READING TEXT:

——————————

A brain scanning study has found that naming emotions reduces the intensity of emotion processing in the brain, possibly outlining a brain network responsible for the old saying ‘a problem shared is a problem halved’.
A team led by psychologist Dr Matthew Lieberman brain-scanned participants while they looked at pictures of faces that had different emotional expressions.
Earlier studies have found that naming an emotion seems to reduce its impact but this study went to particular lengths to make sure it was actually naming the emotion that helped, rather than just naming something, or identifying the emotion in other ways.
Participants were also scanned while having to name a face with a proper name, like Jane or Peter, or while matching the face to one with a similar emotional expression. This last task involved identifying the emotion but not naming it.
It turned out that when naming an emotion, and not for the other tasks, activity in a frontal lobe area called the the right ventrolateral prefrontal cortex (right VLPFC) significantly increased while activity in the amygdala decreased.
The amygdala is known to be heavily involved in processing emotions and seems to be regulated, at least in part, by the VLPFC.
These findings are consistent with this idea. The VLPFC increases its activity to dampen down the emotions triggered by the amygdala.

——————————

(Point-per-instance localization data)
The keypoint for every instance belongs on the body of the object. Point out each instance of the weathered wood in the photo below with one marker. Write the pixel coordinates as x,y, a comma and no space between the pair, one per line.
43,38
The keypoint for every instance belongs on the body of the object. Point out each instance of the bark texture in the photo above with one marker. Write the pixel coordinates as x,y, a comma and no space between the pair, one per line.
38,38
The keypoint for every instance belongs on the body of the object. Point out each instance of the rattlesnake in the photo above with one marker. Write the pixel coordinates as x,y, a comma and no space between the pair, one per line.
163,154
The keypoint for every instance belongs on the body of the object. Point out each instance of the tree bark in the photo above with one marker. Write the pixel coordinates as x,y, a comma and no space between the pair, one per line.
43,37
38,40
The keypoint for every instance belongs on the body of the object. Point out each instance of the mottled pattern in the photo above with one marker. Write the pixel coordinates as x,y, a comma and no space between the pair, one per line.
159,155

——————————

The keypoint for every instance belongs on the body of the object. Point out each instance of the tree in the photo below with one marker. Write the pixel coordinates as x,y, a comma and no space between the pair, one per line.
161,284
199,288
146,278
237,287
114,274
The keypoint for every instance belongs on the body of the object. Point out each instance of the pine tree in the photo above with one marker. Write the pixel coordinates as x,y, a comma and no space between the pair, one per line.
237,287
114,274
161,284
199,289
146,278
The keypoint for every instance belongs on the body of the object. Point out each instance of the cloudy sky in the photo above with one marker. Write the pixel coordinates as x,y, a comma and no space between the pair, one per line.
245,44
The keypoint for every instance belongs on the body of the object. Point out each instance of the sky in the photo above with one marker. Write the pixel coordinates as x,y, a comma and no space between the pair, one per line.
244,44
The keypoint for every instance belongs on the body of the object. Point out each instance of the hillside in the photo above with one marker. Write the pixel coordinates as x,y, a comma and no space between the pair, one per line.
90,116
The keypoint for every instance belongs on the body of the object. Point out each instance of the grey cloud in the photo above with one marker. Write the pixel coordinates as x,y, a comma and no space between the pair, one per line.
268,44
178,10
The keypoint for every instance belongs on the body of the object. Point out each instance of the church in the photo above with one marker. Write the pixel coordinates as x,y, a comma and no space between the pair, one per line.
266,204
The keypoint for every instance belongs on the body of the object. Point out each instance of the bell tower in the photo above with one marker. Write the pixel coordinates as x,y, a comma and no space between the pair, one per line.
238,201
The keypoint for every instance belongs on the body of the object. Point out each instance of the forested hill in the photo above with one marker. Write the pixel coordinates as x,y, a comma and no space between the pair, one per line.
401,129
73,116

——————————

EXERCISES TO COMPLETE:
[1] According to the article on naming emotions, which brain region showed decreased activity when participants named an emotion?
[2] Write the next part of the article on naming emotions, picking up after its last sentence.

OUTPUTS BY TASK:
[1] The amygdala.

[2]
However, it’s not clear whether this happens equally for both positive and negative emotions, as 80% of the faces in the study had expressions of anger or fear, while only 20% displayed happiness or surprise, so this data only really tells us about unpleasant feelings.
We know that observing emotion in others makes us more likely to feel the same thing ourselves, but it’s not the same as experiencing an emotion ‘first-hand’, so we need to be a bit careful in assuming that this study fully represents the more everyday experience of talking about our emotions.
This experiment gives us a good understanding of the brain circuit involved reducing emotional impact via naming, but it doesn’t tell us much about why this occurs.
This is one of the major drawbacks of neuroimaging studies. They often just redescribe an effect in terms of brain activity.
Of course, this is essential knowledge, but we need to do more than just have several types of description and it is why the results from brain scanning studies need to be integrated with behavioural, experimental, clinical and subjective reports to be fully informative.